• **Task description**: In the article on microwave cooking, how much of their antioxidants do foods cooked in water lose?
[[ Page extract, beginning ]]
Microwaves offer a fast and convenient way to cook and defrost food. With the growing amount of “healthy” microwavable meal options, many individuals rely on microwaves for one or more of their meals every day. While microwaves offer a fast and convenient way to cook, there is concern that the quality of the nutritional content of food is compromised when it is prepared in a microwave. Here are some common questions about microwaved foods.
How Do Microwaves Cook Food?
To cook your food, microwaves vibrate the water molecules found in foods, which changes their polarity and causes the electrons to move faster and faster, producing heat. What differs from cooking in your oven is that an oven uses heat to cook your food, transferring heat from heated coils through the air in the oven to the food.
This heat can be felt escaping from the oven as soon as you open the door. Cooking with a microwave, however, is more like causing heat to happen in the food rather than being applied to it. The food gets hot, but the microwave itself stays relatively cool. Some people express concern about eating food that has been prepared in a microwave because they are concerned about the amount of radiation. However, the electromagnetic waves used to cook food in a microwave are similar to those emitted by most telephones and are considered harmless.
Does Microwaving Food Change The Nutritional Profile More Than Oven Or Stovetop Cooking?
Another concern many people have is that cooking with microwaves will change the nutritional content of the foods they are eating. The primary concern is that foods will lose a significant portion of vitamins and minerals, making them less nutritious. However, this is not the case. In actuality, the longer food is exposed to heat the more the nutrients in the food will break down; if food is exposed to heat and water at the same time, like during boiling, the breakdown will occur much faster. In fact, foods cooked in water, whether in the oven or on the stove, lose between 74 and 97 percent of their antioxidants. Since microwaves operate by cooking foods quickly, typically with minimal or no added water, food actually retains more nutrients when microwaved than when cooked in the oven or on the stove.
Why Use Microwave-Safe Containers?
One concern that should be taken into consideration when cooking with microwaves is cooking in microwave-safe containers. This isn’t all that different from selecting the right cookware for other cooking methods. For example, you likely have pots and pans that are designed for the stovetop, but not the oven and vice versa. When you cook in containers that do not microwave safe they may be damaged by the microwaves and could cause harmful toxins to seep into your food. In general, glass and ceramic containers are safe for microwave use but check before using plastic containers.
Can You Steam Foods In The Microwave?
If you have food, like certain vegetables, that you prefer to eat steamed, but would like to speed up the process by cooking in the microwave, you can simply add a small amount of water to the bottom of the container you are microwaving them in. Then simply place a microwave cover on top of this container. The cover should have a tight enough seal that most of the steam will stay in the container, but not be completely sealed, as you don’t want the pressure to build and force the lid to come off.
If you are an avid microwave user, you can rest assured that you are still receiving the vitamins, minerals, and antioxidants found in the foods you are eating.
[[ Page extract, end ]]
[[ Source material, beginning ]]
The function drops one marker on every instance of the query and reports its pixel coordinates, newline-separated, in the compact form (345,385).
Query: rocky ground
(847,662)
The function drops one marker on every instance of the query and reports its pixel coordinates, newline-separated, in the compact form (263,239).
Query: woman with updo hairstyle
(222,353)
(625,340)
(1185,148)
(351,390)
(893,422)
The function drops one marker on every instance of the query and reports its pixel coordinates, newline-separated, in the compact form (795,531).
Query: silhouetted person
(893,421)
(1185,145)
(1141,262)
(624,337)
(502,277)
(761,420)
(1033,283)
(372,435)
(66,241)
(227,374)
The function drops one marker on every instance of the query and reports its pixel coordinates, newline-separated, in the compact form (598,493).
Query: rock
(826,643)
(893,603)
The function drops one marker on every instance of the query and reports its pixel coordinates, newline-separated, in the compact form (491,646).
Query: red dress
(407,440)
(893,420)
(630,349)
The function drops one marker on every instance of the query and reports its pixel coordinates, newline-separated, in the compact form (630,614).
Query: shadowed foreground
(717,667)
[[ Source material, end ]]
• **Solution for this problem**: Between 74 and 97 percent.